## begin DATA FOR THIS TASK
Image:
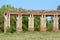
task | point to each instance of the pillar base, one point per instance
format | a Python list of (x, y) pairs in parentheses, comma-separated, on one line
[(43, 29), (31, 29), (19, 30), (55, 29), (6, 29)]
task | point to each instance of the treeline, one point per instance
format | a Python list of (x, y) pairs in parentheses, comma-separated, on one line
[(24, 22)]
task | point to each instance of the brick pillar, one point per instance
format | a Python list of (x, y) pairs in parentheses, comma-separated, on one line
[(55, 23), (43, 23), (19, 23), (6, 22), (31, 23)]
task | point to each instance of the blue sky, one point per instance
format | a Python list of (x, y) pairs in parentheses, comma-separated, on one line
[(32, 4)]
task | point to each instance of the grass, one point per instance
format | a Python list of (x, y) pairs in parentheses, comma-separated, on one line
[(30, 36)]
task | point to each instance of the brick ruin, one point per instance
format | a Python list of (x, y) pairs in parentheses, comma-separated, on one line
[(31, 13)]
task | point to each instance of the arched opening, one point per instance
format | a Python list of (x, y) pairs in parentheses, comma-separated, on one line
[(37, 23), (59, 23), (25, 23)]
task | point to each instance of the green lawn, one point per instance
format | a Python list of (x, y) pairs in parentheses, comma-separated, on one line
[(30, 36)]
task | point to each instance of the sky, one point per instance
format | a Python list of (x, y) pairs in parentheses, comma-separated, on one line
[(32, 4)]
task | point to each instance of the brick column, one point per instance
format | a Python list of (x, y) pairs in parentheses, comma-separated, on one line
[(19, 23), (31, 23), (6, 22), (55, 23), (43, 23)]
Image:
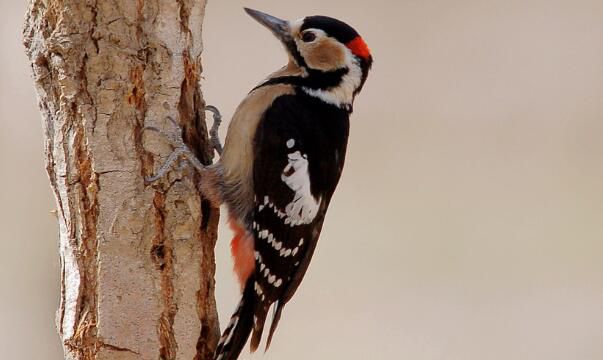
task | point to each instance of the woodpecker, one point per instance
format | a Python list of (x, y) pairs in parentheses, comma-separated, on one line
[(283, 157), (281, 162)]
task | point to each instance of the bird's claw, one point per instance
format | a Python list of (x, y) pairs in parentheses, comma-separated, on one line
[(181, 150)]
## end DATA FOR THIS TASK
▶ **DIRECTIONS**
Rewrite everything from the first of the lines above down to and including the line that contains "[(55, 23), (43, 23), (19, 23), (6, 22), (31, 23)]", increasing every x and y coordinate by 108 and leaving all other text unchanged. Omit the pictures.

▶ **RESULT OF THE TASK**
Image:
task | point to each instance of the pillar base, one point per instance
format | a Python list of (x, y) pairs in parentheses, comma-separated, on one line
[(151, 137), (139, 137), (127, 138), (163, 137), (114, 137)]
task | point to each instance of the treeline, one point per instance
format | a Python list of (x, y) pairs in parentheses, comma-separated, on one line
[(132, 130)]
task | point to each instance of the brick pillar, one point per instance
format | a Python list of (x, y) pairs in parentheses, comma-separated, on one line
[(163, 131), (151, 131), (127, 131), (114, 130), (139, 131)]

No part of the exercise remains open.